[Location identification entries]
● ● ●

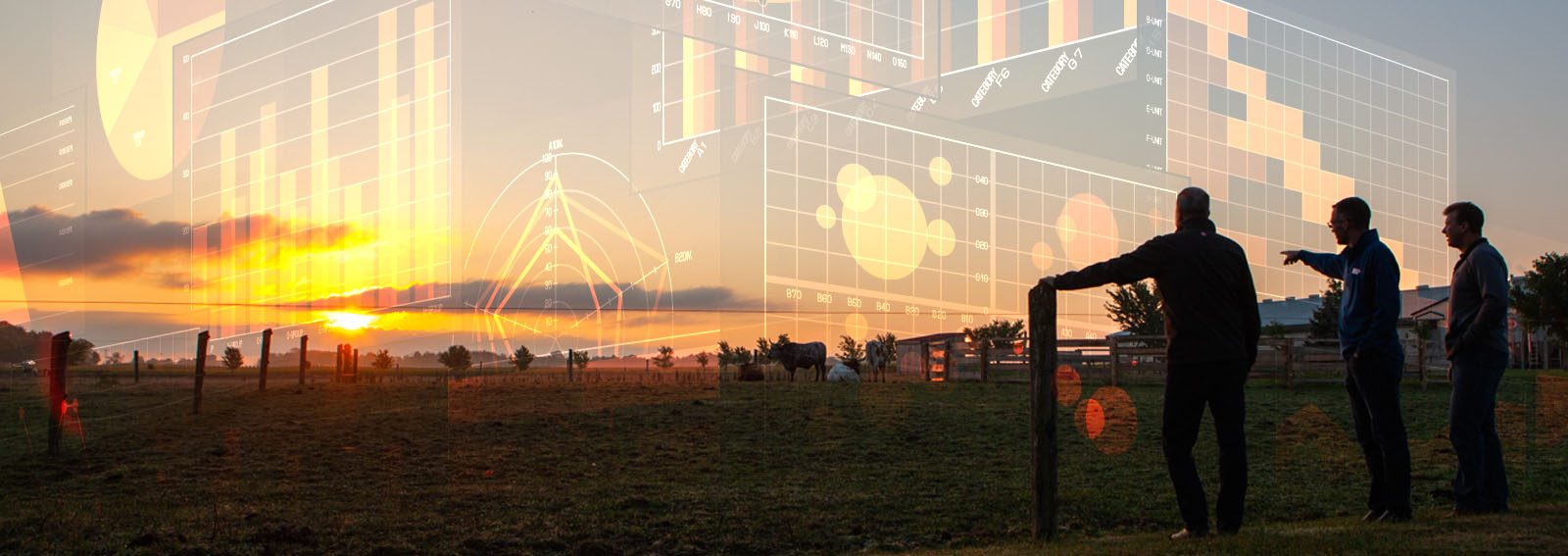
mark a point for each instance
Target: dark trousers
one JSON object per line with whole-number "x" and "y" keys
{"x": 1481, "y": 482}
{"x": 1188, "y": 388}
{"x": 1372, "y": 382}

● ● ●

--- Problem to solve ---
Rewrite every line of the material above without the pictures, and scale each x and y coordinate in the answers by 2.5, rounding to whole numbers with halves going up.

--- The solution ---
mark a point for each instance
Target: dark trousers
one JSON object per line with whole-number "x" and "y" keys
{"x": 3703, "y": 1205}
{"x": 2970, "y": 970}
{"x": 3430, "y": 955}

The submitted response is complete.